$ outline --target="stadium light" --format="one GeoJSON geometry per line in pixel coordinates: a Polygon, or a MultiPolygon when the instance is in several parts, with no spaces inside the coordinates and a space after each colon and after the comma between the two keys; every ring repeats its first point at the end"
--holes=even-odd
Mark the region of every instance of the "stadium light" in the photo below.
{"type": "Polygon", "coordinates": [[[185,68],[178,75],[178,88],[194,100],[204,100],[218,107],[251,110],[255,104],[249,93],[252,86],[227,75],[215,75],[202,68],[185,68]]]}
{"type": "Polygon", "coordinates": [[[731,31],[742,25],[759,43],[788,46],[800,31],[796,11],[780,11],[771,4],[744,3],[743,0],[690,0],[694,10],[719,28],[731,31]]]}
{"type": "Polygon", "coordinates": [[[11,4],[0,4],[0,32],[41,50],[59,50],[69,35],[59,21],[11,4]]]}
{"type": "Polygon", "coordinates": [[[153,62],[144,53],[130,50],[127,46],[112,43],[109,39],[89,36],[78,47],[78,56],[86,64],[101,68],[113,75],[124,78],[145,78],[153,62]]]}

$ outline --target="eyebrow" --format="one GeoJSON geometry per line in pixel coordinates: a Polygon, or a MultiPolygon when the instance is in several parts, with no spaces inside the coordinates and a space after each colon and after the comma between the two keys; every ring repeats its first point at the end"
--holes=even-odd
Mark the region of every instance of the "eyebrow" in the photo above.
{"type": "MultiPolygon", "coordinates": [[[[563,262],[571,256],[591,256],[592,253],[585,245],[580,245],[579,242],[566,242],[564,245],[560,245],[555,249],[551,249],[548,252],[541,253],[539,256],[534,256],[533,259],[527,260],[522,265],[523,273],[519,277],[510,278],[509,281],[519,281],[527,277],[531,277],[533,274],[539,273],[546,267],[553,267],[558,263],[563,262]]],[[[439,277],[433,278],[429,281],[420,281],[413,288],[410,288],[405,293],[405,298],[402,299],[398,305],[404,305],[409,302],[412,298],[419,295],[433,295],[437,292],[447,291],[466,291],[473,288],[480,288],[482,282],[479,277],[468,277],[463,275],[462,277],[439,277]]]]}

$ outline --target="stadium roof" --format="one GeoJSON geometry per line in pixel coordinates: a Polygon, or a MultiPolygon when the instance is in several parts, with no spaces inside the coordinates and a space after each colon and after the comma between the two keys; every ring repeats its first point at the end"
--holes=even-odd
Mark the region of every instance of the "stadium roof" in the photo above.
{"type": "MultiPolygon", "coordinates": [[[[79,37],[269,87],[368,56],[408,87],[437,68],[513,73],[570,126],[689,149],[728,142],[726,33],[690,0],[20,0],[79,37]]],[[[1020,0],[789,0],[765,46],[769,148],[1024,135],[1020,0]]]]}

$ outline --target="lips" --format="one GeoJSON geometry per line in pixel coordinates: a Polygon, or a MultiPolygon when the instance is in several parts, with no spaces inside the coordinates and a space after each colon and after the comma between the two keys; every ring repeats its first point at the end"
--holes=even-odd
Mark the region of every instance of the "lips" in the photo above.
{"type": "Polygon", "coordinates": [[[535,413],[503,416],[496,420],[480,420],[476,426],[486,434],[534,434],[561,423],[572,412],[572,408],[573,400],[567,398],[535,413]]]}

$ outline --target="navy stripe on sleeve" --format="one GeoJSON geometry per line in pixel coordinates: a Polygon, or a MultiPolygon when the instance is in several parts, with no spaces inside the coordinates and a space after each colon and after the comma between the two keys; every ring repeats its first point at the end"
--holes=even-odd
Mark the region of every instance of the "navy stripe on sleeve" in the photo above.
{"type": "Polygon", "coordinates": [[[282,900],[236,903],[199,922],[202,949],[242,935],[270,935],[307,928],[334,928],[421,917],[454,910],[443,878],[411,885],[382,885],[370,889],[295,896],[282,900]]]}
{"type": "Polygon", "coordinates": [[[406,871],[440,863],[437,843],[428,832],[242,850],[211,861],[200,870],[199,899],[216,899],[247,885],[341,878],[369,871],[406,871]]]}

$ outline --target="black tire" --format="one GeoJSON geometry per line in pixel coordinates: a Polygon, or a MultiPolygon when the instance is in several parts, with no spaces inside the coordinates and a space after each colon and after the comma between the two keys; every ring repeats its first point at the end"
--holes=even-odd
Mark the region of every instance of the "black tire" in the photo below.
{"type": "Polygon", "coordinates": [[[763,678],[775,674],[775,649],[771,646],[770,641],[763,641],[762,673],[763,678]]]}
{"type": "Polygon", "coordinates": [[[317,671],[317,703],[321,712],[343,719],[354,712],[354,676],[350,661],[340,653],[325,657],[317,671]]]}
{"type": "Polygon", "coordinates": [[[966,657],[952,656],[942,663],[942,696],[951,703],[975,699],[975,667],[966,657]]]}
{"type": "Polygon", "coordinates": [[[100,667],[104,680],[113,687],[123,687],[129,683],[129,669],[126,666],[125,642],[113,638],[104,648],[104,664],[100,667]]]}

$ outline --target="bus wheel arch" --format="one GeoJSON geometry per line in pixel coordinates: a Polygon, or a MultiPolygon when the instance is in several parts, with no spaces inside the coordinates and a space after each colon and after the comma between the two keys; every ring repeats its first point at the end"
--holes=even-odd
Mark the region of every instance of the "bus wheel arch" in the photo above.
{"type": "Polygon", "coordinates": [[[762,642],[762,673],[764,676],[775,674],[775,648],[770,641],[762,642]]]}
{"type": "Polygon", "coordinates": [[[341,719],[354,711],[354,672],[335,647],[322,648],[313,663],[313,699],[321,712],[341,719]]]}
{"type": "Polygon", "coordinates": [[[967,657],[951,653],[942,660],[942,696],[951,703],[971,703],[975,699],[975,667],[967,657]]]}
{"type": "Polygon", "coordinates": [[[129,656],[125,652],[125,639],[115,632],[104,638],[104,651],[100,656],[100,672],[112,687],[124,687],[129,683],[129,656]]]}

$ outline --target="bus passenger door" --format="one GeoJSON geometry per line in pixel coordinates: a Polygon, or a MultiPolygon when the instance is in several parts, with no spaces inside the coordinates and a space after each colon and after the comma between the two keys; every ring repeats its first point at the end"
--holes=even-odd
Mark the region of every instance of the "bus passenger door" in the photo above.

────────────────────────────────────────

**REQUIRED ACTION**
Every line in the data above that contains "door" needs to be copied.

**ANSWER TO THIS EXERCISE**
$ outline --target="bus passenger door" --format="one GeoJSON geometry per line in pixel coordinates: a Polygon, or a MultiPolygon when the instance is in several parts, with no spaces inside the coordinates and a space after each colon and after the comma between the two keys; every ring repeats its first point at the end"
Mark the region of every instance of the "bus passenger door" in the photo above.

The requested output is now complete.